[What is needed] Every entry needs to be duplicated exactly.
━━━ Task inputs
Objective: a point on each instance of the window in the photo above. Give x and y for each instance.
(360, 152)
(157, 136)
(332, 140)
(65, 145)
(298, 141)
━━━━━━
[Solution to the problem]
Objective: a point on each instance of the window in the photo above. Give x and y for each instance.
(360, 152)
(157, 136)
(332, 140)
(65, 145)
(298, 141)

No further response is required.